Задание 1 » Сократите абзац текста упражнения ниже, начинающийся словами «Что касается оперодовской части», или оформите его списком, не теряя основных фактов.

В особенности нам надо по-настоящему поставить охрану руководства нашей партии и правительства. Охрана правительства в таком великом государстве, как наш Советский Союз, должна быть поставлена на прочную государственную ногу. Нечего здесь секретничать, нечего конспирировать тот факт, что мы охраняем наше правительство и наших вождей. Наоборот! Пусть знают, что мы их охраняем. (Голоса: «Правильно, правильно!»)
Необязательно держать, например, нашего Гулько на секретном штате (смех).
Что касается оперодовской части, то тут, конечно, требуется очень серьезная перестройка всей работы и, прежде всего, изменение нашего отношения к Оперативному отделу. Когда функции охраны были в Опероде, то это считалось почетным делом. Но когда Оперод останется без охраны, то кое-кто из товарищей может сказать: «Ну, что это за отдел? Какой-то обслуживающий отдел». «Отдел, который должен быть на побегушках, у которого, кроме своего начальства, имеется несколько начальников сверху».

Задание 2 » Преобразуйте в таблицу Markdown со столбцами «№» и «Строка» только часть записей: от их начала до строки с «positive clicks: (1154, 699)» включительно. Пустые строки и изображения в таблицу не включайте.

Записи »
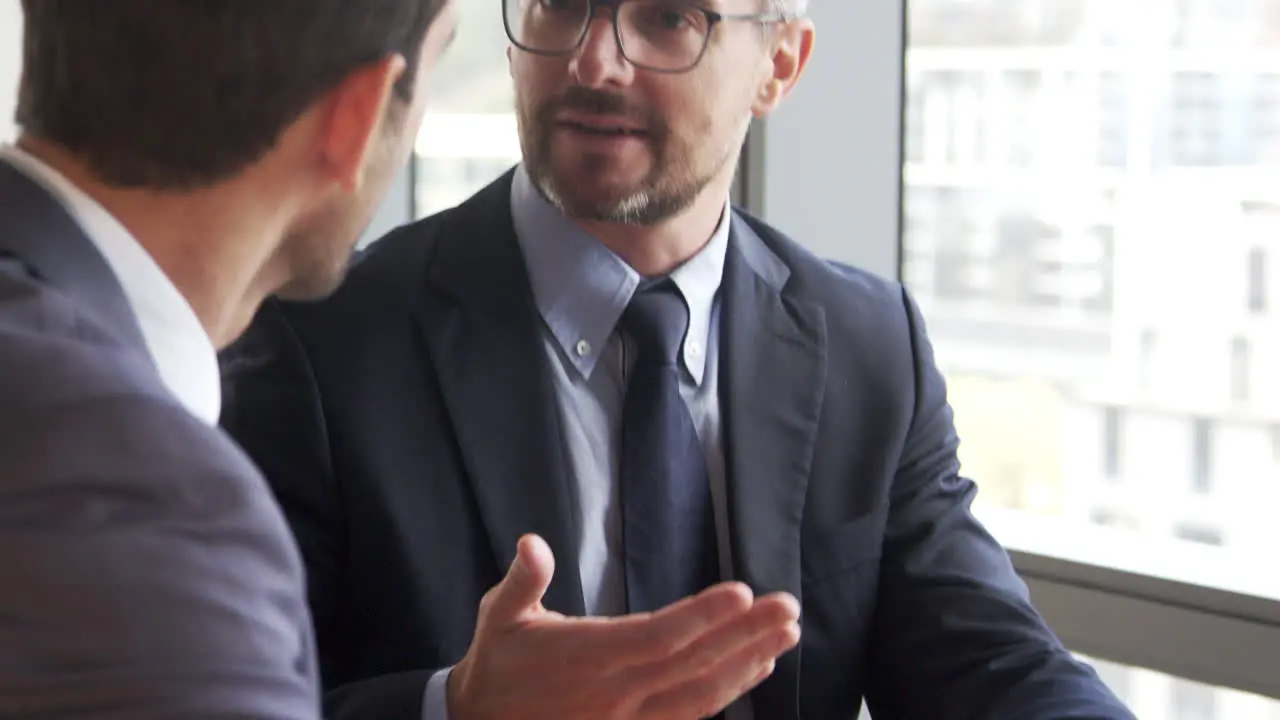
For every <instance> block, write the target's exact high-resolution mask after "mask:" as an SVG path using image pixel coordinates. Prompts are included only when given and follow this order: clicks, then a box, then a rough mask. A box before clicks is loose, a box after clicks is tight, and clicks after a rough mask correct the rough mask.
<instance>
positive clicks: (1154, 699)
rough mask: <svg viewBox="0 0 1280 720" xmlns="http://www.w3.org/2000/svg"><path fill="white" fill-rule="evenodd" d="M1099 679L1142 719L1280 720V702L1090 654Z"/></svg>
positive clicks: (1095, 670)
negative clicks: (1090, 654)
mask: <svg viewBox="0 0 1280 720" xmlns="http://www.w3.org/2000/svg"><path fill="white" fill-rule="evenodd" d="M1076 657H1078V659H1079V660H1082V661H1084V662H1087V664H1089V665H1091V666H1092V667H1093V670H1094V671H1096V673H1097V674H1098V678H1101V679H1102V682H1103V683H1106V685H1107V687H1108V688H1111V692H1114V693H1116V697H1119V698H1120V700H1121V701H1123V702H1125V703H1126V705H1128V706H1129V708H1130V710H1133V711H1134V714H1135V715H1137V716H1138V717H1142V719H1143V720H1280V700H1271V698H1267V697H1262V696H1257V694H1249V693H1242V692H1236V691H1231V689H1228V688H1221V687H1215V685H1210V684H1204V683H1196V682H1192V680H1188V679H1184V678H1178V676H1174V675H1166V674H1164V673H1156V671H1153V670H1149V669H1147V667H1134V666H1129V665H1123V664H1119V662H1108V661H1106V660H1100V659H1097V657H1091V656H1087V655H1076Z"/></svg>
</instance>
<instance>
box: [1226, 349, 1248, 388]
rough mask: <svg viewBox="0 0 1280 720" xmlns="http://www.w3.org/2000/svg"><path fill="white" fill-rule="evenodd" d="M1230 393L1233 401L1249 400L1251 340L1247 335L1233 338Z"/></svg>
mask: <svg viewBox="0 0 1280 720" xmlns="http://www.w3.org/2000/svg"><path fill="white" fill-rule="evenodd" d="M1229 382H1230V384H1231V387H1230V395H1231V402H1248V401H1249V340H1248V338H1245V337H1234V338H1231V368H1230V380H1229Z"/></svg>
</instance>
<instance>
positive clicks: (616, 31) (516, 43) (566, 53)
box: [498, 0, 800, 74]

Ожидаемый ответ 1 »
- Работа оперодовской части требует очень серьезной перестройки, прежде всего изменения отношения к Оперативному отделу.
- Пока функции охраны находились в Опероде, работа там считалась почетным делом.
- Когда Оперод останется без охраны, кое-кто из товарищей может счесть его обслуживающим отделом «на побегушках», у которого, кроме своего начальства, есть еще несколько начальников сверху.

Ожидаемый ответ 2 »
| № | Строка |
|---|---|
| 1 | For every <instance> block, write the target's exact high-resolution mask after "mask:" as an SVG path using image pixel coordinates. Prompts are included only when given and follow this order: clicks, then a box, then a rough mask. A box before clicks is loose, a box after clicks is tight, and clicks after a rough mask correct the rough mask. |
| 2 | <instance> |
| 3 | positive clicks: (1154, 699) |